[Request]
Answer these from the post about Billy below:
1. On which morning was the trap reset?
2. What bait was left in the trap?
3. What did Billy get after being let out of the basement?

* Begin Passage to read *

Tuesday, March 17, 2009

Billy, Part 2

Suspicious that there might be a second cat under the house, I reset the trap Sunday morning.

Last night, I climbed into bed beside a sleeping Marie and closed my eyes. I was quickly headed down and out. But I got brought back up by a thump that I thought came from the furnace duct. I sat up and waited.

A moment later I heard a faint meowing, and I knew there was a second cat. I got up, put on pants, shoes and a sweater, grabbed a flashlight and headed for the basement.

When I opened the door from the basement into the crawl space, I found the trap empty, except for the undisturbed cat food bait; the entrance gate was still open. "Shit," I thought, "a smart one." I figured he'd avoided the trap, either because he'd seen the other cat in it, or because he was kept away by the still strong scent of cat piss.

But when I shone the flashlight into the deeper recesses of the crawl space, there he was -- Billy -- looking right at me. I took the light out of his eyes and called to him, and he came right out. He stopped to rub against my legs and chat with me and, once I'd closed the door to the crawl space, he did the "Billy stand": rising up on his back legs to invite my hand to his head, then standing as high as he can to intensify his pleasure. And mine.

I let him out of the basement, but he hung around, waiting for a handout. So I gave him a small bowl of kitty chow. That was probably a bad idea, because he's a well-known mooch throughout this part of the neighborhood, but I was so damned glad to see him clean and sleek and healthy and happy.

Welcome back, Billy!

* End Passage to read *
* Begin Provided material *

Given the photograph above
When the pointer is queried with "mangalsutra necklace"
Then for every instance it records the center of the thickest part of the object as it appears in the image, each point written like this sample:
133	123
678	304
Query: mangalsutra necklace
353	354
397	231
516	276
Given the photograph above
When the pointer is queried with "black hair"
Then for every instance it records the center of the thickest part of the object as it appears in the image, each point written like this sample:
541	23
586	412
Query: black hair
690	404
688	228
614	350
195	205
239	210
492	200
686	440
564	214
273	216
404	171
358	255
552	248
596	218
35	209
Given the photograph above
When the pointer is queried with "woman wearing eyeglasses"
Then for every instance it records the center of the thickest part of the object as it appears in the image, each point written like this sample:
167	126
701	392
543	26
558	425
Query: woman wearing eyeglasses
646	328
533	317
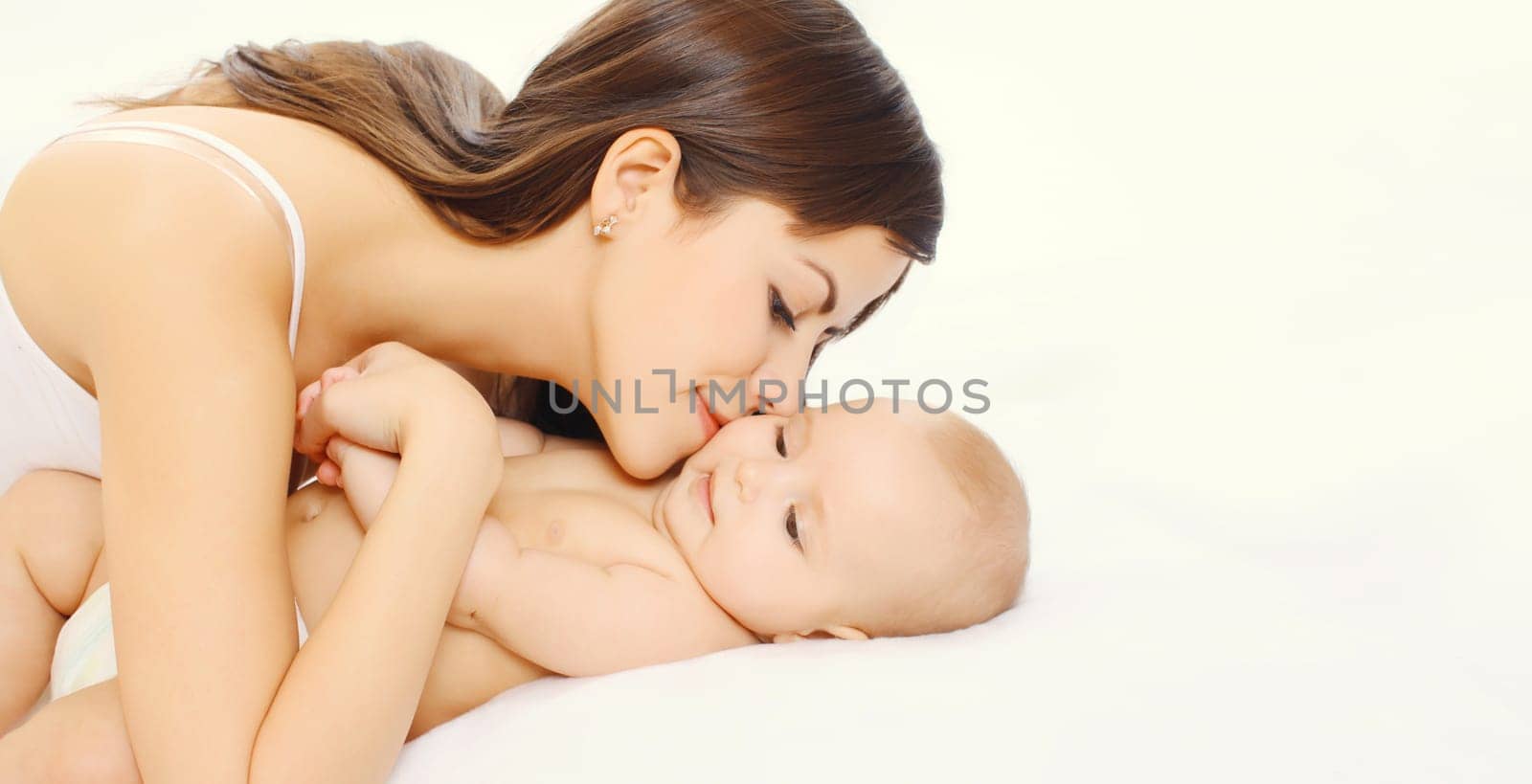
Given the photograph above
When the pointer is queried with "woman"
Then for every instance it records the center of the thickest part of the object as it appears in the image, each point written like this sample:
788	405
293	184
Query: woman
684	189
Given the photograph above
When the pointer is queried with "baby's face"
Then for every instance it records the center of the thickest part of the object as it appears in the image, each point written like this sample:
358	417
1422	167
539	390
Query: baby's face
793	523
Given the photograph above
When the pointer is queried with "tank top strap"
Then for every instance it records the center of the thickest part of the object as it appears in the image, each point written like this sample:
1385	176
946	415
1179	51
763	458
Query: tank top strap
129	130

* End Provided material *
* Begin Provided material *

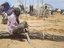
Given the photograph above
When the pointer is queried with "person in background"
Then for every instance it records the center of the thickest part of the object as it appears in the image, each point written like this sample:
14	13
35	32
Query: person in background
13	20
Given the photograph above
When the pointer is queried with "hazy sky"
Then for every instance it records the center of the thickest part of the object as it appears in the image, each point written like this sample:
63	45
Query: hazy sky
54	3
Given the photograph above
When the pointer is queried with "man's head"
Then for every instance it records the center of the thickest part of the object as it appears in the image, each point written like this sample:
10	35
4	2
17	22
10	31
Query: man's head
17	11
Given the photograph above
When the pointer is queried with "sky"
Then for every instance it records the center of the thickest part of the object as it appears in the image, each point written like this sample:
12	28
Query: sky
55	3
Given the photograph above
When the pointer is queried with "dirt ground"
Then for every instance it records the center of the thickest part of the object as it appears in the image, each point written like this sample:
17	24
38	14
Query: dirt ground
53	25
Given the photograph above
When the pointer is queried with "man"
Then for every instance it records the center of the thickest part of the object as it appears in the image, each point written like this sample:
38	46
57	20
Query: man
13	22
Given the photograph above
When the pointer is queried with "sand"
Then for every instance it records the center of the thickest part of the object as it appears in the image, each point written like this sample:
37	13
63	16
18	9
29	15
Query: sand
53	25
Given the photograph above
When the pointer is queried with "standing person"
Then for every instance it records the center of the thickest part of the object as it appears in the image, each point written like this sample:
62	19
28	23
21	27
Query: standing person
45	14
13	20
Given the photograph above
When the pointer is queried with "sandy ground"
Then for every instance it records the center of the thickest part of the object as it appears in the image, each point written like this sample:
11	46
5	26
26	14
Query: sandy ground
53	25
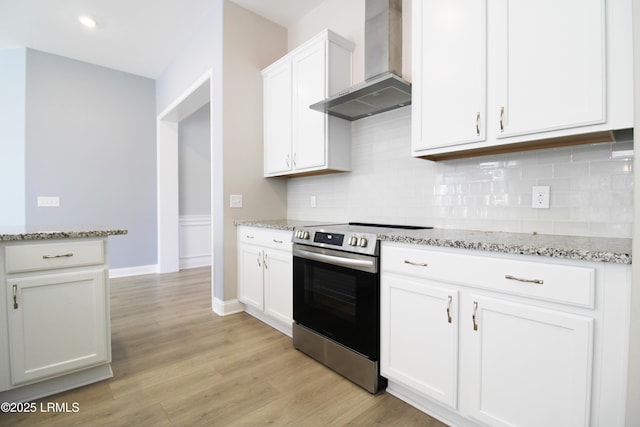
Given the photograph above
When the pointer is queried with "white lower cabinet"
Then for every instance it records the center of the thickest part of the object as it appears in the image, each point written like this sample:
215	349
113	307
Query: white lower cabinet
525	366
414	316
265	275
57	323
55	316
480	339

* End Provided material *

[Output for this exercise]
1. Sunday morning
2. Cat food
3. A small bowl of kitty chow